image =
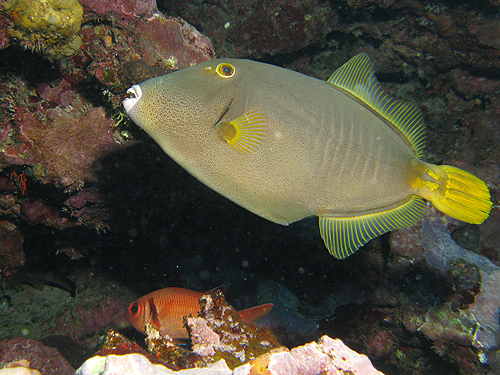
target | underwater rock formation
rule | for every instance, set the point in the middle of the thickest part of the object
(325, 356)
(481, 322)
(50, 27)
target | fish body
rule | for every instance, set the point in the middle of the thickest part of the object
(166, 308)
(288, 146)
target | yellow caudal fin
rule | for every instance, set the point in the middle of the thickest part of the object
(456, 193)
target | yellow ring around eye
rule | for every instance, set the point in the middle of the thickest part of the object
(225, 70)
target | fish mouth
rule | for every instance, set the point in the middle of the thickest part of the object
(134, 94)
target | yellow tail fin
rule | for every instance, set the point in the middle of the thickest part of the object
(456, 193)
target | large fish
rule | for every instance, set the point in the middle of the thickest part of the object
(287, 146)
(166, 308)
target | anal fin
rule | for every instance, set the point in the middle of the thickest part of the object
(343, 236)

» **The task**: Extract each line holding the word "yellow" from the records.

» **Solved exercise**:
target | yellow caudal fin
target | yellow ring around eye
target | yellow tail fin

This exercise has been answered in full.